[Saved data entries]
· · · · · · ·

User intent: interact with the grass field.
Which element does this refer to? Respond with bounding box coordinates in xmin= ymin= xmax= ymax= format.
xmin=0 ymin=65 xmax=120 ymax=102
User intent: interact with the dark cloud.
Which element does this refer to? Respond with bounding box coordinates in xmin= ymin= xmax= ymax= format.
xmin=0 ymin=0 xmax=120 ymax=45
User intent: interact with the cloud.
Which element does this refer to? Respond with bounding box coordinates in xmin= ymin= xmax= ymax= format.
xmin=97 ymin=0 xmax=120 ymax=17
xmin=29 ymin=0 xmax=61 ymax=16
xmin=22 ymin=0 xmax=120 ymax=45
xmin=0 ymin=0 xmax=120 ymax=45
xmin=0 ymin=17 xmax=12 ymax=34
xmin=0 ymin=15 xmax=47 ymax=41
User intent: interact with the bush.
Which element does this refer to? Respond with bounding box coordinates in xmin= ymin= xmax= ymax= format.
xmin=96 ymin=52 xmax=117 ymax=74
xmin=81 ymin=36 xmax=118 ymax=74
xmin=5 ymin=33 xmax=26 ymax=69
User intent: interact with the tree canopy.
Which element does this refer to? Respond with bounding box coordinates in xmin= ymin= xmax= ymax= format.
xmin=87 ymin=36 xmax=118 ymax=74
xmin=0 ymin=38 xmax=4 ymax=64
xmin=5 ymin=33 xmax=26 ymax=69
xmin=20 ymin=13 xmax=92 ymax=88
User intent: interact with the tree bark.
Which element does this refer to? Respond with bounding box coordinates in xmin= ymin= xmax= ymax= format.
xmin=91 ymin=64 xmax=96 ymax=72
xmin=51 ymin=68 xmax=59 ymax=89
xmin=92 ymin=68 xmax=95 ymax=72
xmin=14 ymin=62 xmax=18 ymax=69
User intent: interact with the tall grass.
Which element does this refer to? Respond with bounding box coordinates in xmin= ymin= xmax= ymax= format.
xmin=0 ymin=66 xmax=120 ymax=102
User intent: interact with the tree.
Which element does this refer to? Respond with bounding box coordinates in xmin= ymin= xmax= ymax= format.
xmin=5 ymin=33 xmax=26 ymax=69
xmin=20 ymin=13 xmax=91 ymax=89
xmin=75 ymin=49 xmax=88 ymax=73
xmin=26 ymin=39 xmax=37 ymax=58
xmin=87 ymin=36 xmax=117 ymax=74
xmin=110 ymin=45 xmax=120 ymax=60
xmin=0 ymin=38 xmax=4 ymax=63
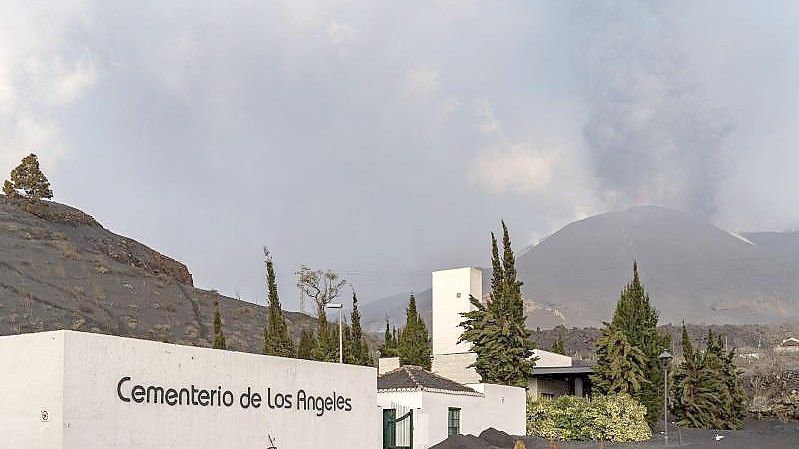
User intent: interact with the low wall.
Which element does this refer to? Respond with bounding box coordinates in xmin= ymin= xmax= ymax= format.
xmin=0 ymin=330 xmax=379 ymax=449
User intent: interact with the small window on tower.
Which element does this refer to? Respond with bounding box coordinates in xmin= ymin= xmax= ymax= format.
xmin=456 ymin=292 xmax=461 ymax=298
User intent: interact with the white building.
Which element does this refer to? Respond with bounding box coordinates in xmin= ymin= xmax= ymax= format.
xmin=377 ymin=365 xmax=525 ymax=449
xmin=376 ymin=266 xmax=593 ymax=448
xmin=426 ymin=267 xmax=592 ymax=399
xmin=0 ymin=330 xmax=379 ymax=449
xmin=775 ymin=337 xmax=799 ymax=353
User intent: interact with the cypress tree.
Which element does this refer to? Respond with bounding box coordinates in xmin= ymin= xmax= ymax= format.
xmin=671 ymin=325 xmax=746 ymax=430
xmin=349 ymin=292 xmax=372 ymax=366
xmin=263 ymin=249 xmax=295 ymax=357
xmin=608 ymin=262 xmax=671 ymax=423
xmin=550 ymin=339 xmax=565 ymax=355
xmin=460 ymin=221 xmax=536 ymax=387
xmin=501 ymin=221 xmax=524 ymax=321
xmin=591 ymin=325 xmax=648 ymax=394
xmin=490 ymin=232 xmax=504 ymax=301
xmin=550 ymin=325 xmax=567 ymax=354
xmin=380 ymin=319 xmax=398 ymax=358
xmin=297 ymin=328 xmax=316 ymax=360
xmin=721 ymin=341 xmax=748 ymax=429
xmin=342 ymin=322 xmax=353 ymax=364
xmin=212 ymin=300 xmax=227 ymax=350
xmin=312 ymin=310 xmax=338 ymax=362
xmin=7 ymin=153 xmax=53 ymax=201
xmin=398 ymin=294 xmax=432 ymax=369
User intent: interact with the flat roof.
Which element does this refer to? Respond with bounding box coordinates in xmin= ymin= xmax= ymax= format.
xmin=532 ymin=365 xmax=593 ymax=375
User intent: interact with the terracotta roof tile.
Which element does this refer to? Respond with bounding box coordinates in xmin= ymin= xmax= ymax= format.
xmin=377 ymin=365 xmax=481 ymax=395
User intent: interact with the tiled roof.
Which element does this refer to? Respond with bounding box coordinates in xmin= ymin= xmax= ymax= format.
xmin=377 ymin=365 xmax=482 ymax=396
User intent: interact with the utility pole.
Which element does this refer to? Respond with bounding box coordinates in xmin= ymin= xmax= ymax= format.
xmin=659 ymin=351 xmax=673 ymax=446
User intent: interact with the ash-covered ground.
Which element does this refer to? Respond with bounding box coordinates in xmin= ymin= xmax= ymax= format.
xmin=433 ymin=421 xmax=799 ymax=449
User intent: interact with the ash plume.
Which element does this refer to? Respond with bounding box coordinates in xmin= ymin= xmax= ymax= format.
xmin=582 ymin=2 xmax=733 ymax=217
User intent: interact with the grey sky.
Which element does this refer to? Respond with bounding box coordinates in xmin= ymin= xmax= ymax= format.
xmin=2 ymin=1 xmax=798 ymax=308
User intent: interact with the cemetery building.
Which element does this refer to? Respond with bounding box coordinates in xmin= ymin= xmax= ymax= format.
xmin=0 ymin=330 xmax=379 ymax=449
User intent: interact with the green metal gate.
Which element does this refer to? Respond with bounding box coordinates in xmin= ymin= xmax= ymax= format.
xmin=383 ymin=408 xmax=413 ymax=449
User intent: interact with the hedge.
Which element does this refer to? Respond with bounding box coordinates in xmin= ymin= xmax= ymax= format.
xmin=527 ymin=394 xmax=652 ymax=442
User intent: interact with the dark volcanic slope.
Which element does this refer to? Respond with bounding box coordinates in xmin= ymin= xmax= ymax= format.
xmin=365 ymin=206 xmax=799 ymax=329
xmin=0 ymin=198 xmax=314 ymax=352
xmin=517 ymin=206 xmax=799 ymax=326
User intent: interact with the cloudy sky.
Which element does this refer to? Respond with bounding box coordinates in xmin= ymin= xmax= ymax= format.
xmin=2 ymin=1 xmax=798 ymax=308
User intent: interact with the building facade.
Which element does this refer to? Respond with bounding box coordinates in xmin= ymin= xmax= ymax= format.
xmin=0 ymin=330 xmax=379 ymax=449
xmin=377 ymin=366 xmax=526 ymax=449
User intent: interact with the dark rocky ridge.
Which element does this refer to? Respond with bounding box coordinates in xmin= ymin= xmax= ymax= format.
xmin=0 ymin=196 xmax=315 ymax=352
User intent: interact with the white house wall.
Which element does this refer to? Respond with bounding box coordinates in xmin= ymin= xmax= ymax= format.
xmin=467 ymin=384 xmax=526 ymax=436
xmin=1 ymin=330 xmax=379 ymax=449
xmin=0 ymin=331 xmax=65 ymax=448
xmin=377 ymin=384 xmax=526 ymax=449
xmin=420 ymin=393 xmax=484 ymax=447
xmin=532 ymin=349 xmax=573 ymax=368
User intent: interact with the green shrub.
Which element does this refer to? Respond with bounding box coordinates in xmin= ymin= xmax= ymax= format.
xmin=527 ymin=394 xmax=651 ymax=442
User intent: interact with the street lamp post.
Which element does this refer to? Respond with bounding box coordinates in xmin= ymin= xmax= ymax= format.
xmin=659 ymin=350 xmax=673 ymax=446
xmin=326 ymin=303 xmax=343 ymax=363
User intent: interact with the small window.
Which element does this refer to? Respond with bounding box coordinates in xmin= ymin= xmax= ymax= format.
xmin=448 ymin=407 xmax=461 ymax=437
xmin=456 ymin=292 xmax=461 ymax=298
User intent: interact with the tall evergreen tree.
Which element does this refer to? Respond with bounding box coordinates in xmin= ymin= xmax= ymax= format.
xmin=500 ymin=221 xmax=524 ymax=321
xmin=212 ymin=300 xmax=227 ymax=350
xmin=607 ymin=262 xmax=671 ymax=423
xmin=398 ymin=294 xmax=432 ymax=369
xmin=263 ymin=249 xmax=295 ymax=357
xmin=460 ymin=222 xmax=536 ymax=387
xmin=342 ymin=322 xmax=353 ymax=363
xmin=591 ymin=325 xmax=648 ymax=394
xmin=379 ymin=318 xmax=398 ymax=358
xmin=297 ymin=328 xmax=316 ymax=360
xmin=6 ymin=154 xmax=53 ymax=201
xmin=349 ymin=292 xmax=372 ymax=366
xmin=720 ymin=339 xmax=748 ymax=429
xmin=311 ymin=310 xmax=339 ymax=362
xmin=671 ymin=326 xmax=746 ymax=430
xmin=550 ymin=339 xmax=566 ymax=355
xmin=550 ymin=325 xmax=567 ymax=355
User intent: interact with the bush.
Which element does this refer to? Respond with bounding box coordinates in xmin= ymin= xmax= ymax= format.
xmin=527 ymin=394 xmax=651 ymax=442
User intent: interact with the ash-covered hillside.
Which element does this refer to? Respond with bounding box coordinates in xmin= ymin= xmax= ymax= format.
xmin=0 ymin=197 xmax=315 ymax=352
xmin=363 ymin=206 xmax=799 ymax=330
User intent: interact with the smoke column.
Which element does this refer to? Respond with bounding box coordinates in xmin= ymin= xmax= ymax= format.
xmin=581 ymin=2 xmax=732 ymax=217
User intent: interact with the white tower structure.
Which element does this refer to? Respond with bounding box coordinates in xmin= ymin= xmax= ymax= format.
xmin=432 ymin=267 xmax=482 ymax=355
xmin=430 ymin=267 xmax=482 ymax=384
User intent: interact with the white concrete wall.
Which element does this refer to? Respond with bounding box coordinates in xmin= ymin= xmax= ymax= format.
xmin=431 ymin=353 xmax=480 ymax=384
xmin=432 ymin=267 xmax=482 ymax=355
xmin=467 ymin=384 xmax=526 ymax=437
xmin=532 ymin=349 xmax=573 ymax=368
xmin=0 ymin=330 xmax=379 ymax=449
xmin=378 ymin=357 xmax=400 ymax=375
xmin=419 ymin=392 xmax=483 ymax=447
xmin=0 ymin=331 xmax=65 ymax=448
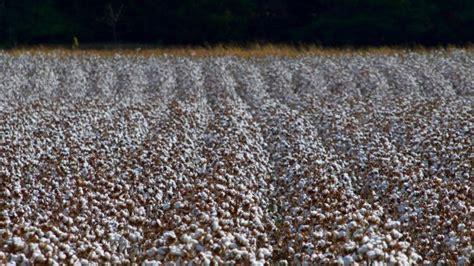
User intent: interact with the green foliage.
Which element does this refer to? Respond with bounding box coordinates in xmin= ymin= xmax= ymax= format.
xmin=0 ymin=0 xmax=472 ymax=47
xmin=2 ymin=0 xmax=75 ymax=45
xmin=72 ymin=36 xmax=79 ymax=49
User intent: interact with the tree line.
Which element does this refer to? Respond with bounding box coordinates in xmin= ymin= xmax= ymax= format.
xmin=0 ymin=0 xmax=473 ymax=47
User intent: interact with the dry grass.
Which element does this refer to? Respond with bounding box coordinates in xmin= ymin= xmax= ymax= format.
xmin=3 ymin=44 xmax=473 ymax=58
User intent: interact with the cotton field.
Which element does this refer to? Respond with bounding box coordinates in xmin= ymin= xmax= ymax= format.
xmin=0 ymin=49 xmax=472 ymax=265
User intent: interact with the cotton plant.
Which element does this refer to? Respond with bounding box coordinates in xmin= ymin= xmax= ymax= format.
xmin=0 ymin=49 xmax=472 ymax=265
xmin=227 ymin=59 xmax=270 ymax=109
xmin=88 ymin=57 xmax=117 ymax=101
xmin=260 ymin=58 xmax=296 ymax=106
xmin=289 ymin=58 xmax=328 ymax=106
xmin=201 ymin=57 xmax=241 ymax=108
xmin=142 ymin=57 xmax=176 ymax=103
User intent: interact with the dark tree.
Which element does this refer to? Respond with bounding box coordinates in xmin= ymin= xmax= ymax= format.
xmin=1 ymin=0 xmax=473 ymax=47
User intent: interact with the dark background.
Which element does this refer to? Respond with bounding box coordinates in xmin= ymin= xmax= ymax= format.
xmin=0 ymin=0 xmax=473 ymax=48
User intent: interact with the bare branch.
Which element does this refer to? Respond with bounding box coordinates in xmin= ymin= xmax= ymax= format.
xmin=104 ymin=3 xmax=124 ymax=27
xmin=101 ymin=3 xmax=125 ymax=42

· · · · · · ·

▶ **About this task**
Scan the data above, find each line with "tall", and copy it.

▶ **Written solution**
User intent: interact with the tall grass.
User intent: interact with the tall evergreen tree.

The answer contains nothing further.